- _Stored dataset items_
────────────────────

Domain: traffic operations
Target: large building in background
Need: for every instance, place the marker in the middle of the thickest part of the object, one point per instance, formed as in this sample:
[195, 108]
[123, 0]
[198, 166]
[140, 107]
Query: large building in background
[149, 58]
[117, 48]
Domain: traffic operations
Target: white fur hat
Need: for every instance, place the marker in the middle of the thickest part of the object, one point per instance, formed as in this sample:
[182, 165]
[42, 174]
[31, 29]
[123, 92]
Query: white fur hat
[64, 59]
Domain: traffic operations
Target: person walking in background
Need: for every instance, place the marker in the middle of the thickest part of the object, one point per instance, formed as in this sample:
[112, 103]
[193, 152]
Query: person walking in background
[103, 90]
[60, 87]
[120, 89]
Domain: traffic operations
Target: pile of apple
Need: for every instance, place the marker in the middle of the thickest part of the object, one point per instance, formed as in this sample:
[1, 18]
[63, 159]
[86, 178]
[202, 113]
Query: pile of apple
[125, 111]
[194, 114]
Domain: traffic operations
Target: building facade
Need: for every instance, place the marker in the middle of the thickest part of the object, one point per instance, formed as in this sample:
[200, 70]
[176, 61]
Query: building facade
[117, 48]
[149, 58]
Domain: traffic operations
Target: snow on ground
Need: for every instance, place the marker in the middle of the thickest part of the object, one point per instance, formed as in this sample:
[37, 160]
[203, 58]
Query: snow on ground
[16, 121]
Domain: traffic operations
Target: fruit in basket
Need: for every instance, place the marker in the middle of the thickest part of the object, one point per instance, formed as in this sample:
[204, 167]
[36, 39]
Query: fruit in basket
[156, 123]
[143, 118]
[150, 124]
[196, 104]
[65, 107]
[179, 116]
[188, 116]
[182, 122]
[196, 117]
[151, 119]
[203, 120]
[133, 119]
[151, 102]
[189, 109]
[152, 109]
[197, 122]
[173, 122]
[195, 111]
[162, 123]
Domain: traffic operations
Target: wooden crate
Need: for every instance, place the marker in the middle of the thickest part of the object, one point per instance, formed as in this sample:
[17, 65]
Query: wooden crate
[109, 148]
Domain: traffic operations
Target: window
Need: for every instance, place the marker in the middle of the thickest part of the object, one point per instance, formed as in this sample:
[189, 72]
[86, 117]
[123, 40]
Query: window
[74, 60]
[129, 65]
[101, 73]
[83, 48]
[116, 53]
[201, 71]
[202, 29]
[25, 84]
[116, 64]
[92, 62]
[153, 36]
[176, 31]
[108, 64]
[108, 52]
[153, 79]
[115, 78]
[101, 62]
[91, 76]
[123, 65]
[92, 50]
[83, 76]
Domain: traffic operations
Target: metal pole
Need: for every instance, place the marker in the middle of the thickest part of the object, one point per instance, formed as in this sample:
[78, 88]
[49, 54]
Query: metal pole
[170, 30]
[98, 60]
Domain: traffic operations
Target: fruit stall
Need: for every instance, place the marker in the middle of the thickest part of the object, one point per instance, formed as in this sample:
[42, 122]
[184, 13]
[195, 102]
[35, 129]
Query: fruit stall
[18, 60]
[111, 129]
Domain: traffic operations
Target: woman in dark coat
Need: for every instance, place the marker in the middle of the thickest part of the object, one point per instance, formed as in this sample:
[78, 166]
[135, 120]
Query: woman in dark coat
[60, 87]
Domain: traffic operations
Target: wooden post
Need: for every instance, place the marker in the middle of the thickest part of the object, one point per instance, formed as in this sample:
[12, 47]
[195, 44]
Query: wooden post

────────────────────

- _The request_
From the preceding material, extract every line exactly.

- _Answer to the exercise_
Domain: traffic operations
Target: large building in background
Need: for every instance, place the marker in the middle of the thickest part of the object, one point per instance, formed as in this sample:
[195, 108]
[123, 0]
[198, 166]
[140, 107]
Query: large building in background
[149, 58]
[117, 48]
Domain: traffic operations
Target: white fur hat
Need: for every instance, place the marker in the middle of the thickest part of the object, one point per instance, formed as in this sample:
[182, 165]
[42, 174]
[31, 29]
[123, 92]
Query: white fur hat
[64, 59]
Domain: traffic operations
Target: person walking in background
Need: for every instance, place the marker in the middle of the thickest part of the object, one point per instance, formed as in this sample:
[112, 103]
[193, 152]
Query: person walking in background
[103, 90]
[60, 87]
[120, 89]
Domain: traffic operations
Target: pile of apple
Need: for every instance, place the marker in the middle of the thickest part of the object, one point per instance, formed as in this sample:
[1, 18]
[63, 159]
[86, 178]
[202, 113]
Query: pile of apple
[125, 111]
[194, 114]
Domain: traffic operations
Target: building facade
Need: for every instance, place the marker in the middle of the thickest part of the object, one point per instance, formed as in this sample:
[200, 70]
[176, 61]
Query: building facade
[117, 48]
[149, 58]
Domain: traffic operations
Target: snow on ground
Need: for every instance, place the marker in the middle of the thickest part of the object, one point per instance, formed as in this sample:
[37, 160]
[203, 58]
Query: snow on ground
[16, 121]
Domain: traffic operations
Target: fruit in basket
Need: for every instance, place the marker in the middle of the thickest part of the object, one point per instance, formed as in this sample:
[204, 167]
[36, 39]
Query: fruit in basket
[156, 123]
[143, 118]
[150, 124]
[196, 104]
[65, 107]
[179, 116]
[188, 116]
[182, 122]
[196, 117]
[151, 119]
[203, 120]
[133, 119]
[151, 102]
[189, 109]
[152, 109]
[197, 122]
[173, 122]
[195, 111]
[162, 123]
Domain: traffic operations
Target: wooden crate
Need: for every instance, place the marker in the middle of the thickest part of the object, one point per instance, formed as in this sample:
[17, 65]
Query: wooden crate
[109, 148]
Domain: traffic operations
Target: window
Need: for every instance, place the marker in the middle of the thickest part of the object, one point per instance, formed as in this sample:
[189, 72]
[86, 117]
[123, 40]
Query: window
[74, 60]
[129, 65]
[101, 73]
[83, 48]
[116, 53]
[201, 71]
[202, 29]
[25, 84]
[116, 64]
[92, 62]
[153, 36]
[176, 31]
[108, 64]
[108, 52]
[153, 79]
[115, 78]
[101, 62]
[91, 76]
[123, 65]
[92, 50]
[83, 76]
Domain: traffic operations
Target: metal pole
Need: for every instance, place the marker in the middle of the thickest part of the object, one point per instance, formed as in this sample:
[78, 88]
[49, 54]
Query: metal pole
[170, 30]
[98, 60]
Domain: traffic operations
Target: fruit stall
Need: for every instance, place the marker in the middle of the thickest part of the object, one point per instance, formed as in this sample:
[42, 122]
[184, 13]
[195, 102]
[35, 129]
Query: fruit stall
[18, 60]
[111, 129]
Domain: traffic operations
Target: woman in dark coat
Need: for every instance, place the marker in the middle of the thickest part of the object, one point per instance, formed as in this sample:
[78, 166]
[135, 120]
Query: woman in dark coat
[60, 87]
Domain: traffic operations
Target: wooden post
Need: for every instance, place the marker in the middle of the thickest part of the object, one point per instance, formed as in this sample:
[12, 47]
[195, 44]
Query: wooden post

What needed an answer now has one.